# Exercise instructions
1. Reproduce the Lynk & Co passage from "In 2018, Lynk" up to and including "and ‘clubs’ versus dealerships.", switching "subscription" for "leasing".
2. For each statement, say yes or no to whether it agrees with the Lynk & Co passage, and quote the deciding words: (a) In China, Lynk & Co focuses on selling cars through traditional dealerships. (b) Overseas sales of Lynk & Co cars grew faster than its sales in China. (c) In 2020, Geely Auto became the best selling Chinese auto brand for the first time.

In 2018, Lynk & Co sold 120,000 cars in China making it the world’s fastest-growing car brand. The flexibility of Lynk & Co’s model is part of its genius: it has very different tactics for different markets. In China, where the market is less mature, Lynk & Co is focusing on selling cars through traditional dealerships. In Europe, where many consumers are embracing subscription models, Lynk & Co will focus on ‘memberships’ instead of ownership, and ‘clubs’ versus dealerships.
So far, these tactics are paying dividends. In 2020, Geely Auto retained its position as the best selling Chinese auto brand for the fourth year running. Sales of Lynk & Co cars grew 37% year-on-year in China to over 175,000, while overseas sales grew 25% to 73,000 units.

Point-based annotation data:

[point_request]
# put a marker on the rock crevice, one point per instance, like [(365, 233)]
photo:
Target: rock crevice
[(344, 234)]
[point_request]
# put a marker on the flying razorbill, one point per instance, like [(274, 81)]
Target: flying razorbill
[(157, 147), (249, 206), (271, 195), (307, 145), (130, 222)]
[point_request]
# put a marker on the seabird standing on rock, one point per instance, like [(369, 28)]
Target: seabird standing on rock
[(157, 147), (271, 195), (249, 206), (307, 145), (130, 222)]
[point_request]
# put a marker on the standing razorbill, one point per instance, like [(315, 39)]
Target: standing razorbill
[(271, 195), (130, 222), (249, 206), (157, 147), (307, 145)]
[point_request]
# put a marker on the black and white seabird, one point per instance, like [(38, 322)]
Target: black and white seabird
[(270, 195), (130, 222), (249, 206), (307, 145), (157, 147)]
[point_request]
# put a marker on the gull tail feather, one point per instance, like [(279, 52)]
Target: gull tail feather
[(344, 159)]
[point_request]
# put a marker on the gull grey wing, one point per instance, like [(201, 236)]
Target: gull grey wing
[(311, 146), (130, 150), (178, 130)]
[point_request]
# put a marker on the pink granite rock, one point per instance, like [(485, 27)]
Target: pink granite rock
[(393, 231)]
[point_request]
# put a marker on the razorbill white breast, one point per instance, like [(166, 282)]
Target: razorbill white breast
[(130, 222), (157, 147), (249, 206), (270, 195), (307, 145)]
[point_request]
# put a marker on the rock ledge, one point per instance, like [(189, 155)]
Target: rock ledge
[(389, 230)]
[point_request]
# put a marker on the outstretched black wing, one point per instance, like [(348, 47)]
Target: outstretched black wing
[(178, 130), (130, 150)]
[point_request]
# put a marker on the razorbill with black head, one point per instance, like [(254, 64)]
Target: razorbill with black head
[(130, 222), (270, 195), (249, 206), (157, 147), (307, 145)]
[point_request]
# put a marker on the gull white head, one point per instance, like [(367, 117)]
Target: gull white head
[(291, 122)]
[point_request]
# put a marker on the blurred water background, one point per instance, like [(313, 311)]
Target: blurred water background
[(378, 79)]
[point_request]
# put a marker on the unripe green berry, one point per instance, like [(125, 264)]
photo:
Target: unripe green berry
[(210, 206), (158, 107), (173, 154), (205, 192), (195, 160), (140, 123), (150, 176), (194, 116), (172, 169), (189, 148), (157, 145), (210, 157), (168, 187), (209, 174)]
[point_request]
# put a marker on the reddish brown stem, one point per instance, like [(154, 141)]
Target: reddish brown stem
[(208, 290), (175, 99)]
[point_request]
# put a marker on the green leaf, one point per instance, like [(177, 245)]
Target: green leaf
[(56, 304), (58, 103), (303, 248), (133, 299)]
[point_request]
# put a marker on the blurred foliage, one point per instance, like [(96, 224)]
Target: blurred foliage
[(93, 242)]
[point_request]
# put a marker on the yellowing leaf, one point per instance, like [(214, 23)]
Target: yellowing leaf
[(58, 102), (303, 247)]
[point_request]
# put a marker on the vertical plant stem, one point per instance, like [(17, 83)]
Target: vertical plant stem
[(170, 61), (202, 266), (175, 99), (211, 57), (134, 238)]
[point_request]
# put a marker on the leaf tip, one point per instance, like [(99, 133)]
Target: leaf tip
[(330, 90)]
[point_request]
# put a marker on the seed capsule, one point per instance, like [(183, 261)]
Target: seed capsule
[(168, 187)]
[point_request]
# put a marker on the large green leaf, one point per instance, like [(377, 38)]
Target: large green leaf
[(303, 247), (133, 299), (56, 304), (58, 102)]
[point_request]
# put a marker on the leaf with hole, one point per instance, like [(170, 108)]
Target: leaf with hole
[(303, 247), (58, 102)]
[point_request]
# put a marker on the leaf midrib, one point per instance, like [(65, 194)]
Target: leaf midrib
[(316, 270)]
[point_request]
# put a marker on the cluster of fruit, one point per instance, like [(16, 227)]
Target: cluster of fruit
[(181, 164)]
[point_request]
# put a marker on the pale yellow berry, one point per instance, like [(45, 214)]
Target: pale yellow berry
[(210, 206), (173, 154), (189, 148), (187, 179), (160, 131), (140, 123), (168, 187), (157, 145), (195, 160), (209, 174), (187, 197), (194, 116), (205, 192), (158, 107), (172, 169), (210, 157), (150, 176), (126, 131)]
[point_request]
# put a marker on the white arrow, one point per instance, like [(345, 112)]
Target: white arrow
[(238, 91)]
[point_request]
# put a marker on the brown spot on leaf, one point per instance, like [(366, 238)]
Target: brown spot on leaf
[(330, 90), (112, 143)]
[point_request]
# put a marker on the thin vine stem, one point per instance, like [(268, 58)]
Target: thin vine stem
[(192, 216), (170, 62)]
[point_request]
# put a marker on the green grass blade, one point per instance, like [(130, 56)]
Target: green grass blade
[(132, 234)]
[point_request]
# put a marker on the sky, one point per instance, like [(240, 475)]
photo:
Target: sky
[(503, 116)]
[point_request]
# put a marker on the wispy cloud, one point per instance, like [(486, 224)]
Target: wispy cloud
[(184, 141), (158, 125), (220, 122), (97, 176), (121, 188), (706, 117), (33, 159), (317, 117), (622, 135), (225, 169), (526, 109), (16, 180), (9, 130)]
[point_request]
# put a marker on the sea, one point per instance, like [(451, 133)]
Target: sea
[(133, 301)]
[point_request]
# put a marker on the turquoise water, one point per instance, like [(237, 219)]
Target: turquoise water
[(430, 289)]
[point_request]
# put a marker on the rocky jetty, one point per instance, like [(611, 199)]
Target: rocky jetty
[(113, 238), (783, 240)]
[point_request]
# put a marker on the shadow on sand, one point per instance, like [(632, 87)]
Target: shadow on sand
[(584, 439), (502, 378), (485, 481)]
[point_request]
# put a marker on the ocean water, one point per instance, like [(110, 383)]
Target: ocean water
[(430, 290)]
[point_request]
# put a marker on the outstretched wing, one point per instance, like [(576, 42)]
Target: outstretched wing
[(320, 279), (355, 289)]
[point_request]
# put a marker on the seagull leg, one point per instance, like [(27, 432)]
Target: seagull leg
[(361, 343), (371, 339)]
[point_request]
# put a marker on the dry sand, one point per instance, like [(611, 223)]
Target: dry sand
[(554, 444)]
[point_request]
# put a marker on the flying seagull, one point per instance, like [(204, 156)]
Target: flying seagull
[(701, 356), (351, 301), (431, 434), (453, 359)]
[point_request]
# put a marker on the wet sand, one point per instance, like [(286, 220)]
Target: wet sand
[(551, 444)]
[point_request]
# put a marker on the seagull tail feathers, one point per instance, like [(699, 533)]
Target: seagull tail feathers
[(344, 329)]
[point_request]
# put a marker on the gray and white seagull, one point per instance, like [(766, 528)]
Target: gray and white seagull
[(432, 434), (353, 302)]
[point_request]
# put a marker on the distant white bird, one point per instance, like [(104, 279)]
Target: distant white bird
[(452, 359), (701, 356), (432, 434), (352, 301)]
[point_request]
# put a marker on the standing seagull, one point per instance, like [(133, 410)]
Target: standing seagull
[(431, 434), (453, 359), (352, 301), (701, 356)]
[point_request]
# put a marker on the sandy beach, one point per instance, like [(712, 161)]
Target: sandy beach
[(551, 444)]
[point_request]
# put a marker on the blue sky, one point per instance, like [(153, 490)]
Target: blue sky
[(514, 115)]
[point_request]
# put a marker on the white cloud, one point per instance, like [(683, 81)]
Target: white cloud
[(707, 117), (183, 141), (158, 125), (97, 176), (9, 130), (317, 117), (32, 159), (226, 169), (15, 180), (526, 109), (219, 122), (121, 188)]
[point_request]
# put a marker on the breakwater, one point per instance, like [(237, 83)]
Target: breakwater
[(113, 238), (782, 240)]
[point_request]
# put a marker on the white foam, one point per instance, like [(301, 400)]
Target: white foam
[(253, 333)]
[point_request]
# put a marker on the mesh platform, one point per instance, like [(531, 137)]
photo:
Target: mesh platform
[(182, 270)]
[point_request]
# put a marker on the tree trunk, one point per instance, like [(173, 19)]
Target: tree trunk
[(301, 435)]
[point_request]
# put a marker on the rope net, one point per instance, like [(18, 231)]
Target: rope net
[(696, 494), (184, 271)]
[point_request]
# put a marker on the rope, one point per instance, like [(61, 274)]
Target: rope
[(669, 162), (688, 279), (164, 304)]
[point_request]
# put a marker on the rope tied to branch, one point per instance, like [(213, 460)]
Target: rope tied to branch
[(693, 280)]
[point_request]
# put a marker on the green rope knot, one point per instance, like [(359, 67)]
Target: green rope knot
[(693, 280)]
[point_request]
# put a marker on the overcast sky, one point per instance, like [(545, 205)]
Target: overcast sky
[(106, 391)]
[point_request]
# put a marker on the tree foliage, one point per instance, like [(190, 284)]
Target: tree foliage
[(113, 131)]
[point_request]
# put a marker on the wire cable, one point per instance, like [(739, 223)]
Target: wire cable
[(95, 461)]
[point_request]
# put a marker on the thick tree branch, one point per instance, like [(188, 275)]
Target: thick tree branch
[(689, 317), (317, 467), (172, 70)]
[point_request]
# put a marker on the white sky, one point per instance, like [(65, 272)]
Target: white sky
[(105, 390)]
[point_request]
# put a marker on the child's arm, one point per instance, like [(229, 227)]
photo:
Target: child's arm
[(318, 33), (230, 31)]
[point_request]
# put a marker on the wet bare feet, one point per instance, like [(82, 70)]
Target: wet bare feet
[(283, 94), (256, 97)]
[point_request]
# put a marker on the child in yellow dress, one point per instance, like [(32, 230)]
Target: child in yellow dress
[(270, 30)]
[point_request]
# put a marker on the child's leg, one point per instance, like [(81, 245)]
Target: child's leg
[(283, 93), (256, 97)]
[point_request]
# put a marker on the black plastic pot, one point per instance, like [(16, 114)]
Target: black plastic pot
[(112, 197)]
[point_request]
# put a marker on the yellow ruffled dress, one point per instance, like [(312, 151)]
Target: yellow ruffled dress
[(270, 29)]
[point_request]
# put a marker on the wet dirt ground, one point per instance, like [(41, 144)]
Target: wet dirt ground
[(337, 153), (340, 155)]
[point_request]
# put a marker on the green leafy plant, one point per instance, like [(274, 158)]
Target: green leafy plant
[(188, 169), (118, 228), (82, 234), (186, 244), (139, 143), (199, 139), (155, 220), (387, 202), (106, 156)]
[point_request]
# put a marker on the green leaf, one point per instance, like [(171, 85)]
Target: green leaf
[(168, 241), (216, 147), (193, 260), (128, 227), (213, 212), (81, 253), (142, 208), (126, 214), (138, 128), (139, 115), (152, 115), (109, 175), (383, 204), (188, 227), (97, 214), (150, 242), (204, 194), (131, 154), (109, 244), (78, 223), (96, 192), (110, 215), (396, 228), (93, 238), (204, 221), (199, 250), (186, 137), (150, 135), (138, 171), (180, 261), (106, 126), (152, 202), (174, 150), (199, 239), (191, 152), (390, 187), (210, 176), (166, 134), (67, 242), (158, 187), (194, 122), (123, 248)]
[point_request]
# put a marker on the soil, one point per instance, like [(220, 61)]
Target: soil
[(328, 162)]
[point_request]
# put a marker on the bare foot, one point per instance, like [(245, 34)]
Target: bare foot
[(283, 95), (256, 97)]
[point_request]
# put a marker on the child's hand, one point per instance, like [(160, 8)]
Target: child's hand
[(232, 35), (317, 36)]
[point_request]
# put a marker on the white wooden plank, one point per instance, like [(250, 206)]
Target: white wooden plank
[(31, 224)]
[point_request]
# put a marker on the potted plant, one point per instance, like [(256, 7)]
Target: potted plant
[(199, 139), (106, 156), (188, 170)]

# Solutions to the problems
1.
In 2018, Lynk & Co sold 120,000 cars in China making it the world’s fastest-growing car brand. The flexibility of Lynk & Co’s model is part of its genius: it has very different tactics for different markets. In China, where the market is less mature, Lynk & Co is focusing on selling cars through traditional dealerships. In Europe, where many consumers are embracing leasing models, Lynk & Co will focus on ‘memberships’ instead of ownership, and ‘clubs’ versus dealerships.

2.
(a) Yes: "In China, where the market is less mature, Lynk & Co is focusing on selling cars through traditional dealerships."
(b) No: "Sales of Lynk & Co cars grew 37% year-on-year in China to over 175,000, while overseas sales grew 25% to 73,000 units."
(c) No: "Geely Auto retained its position as the best selling Chinese auto brand for the fourth year running."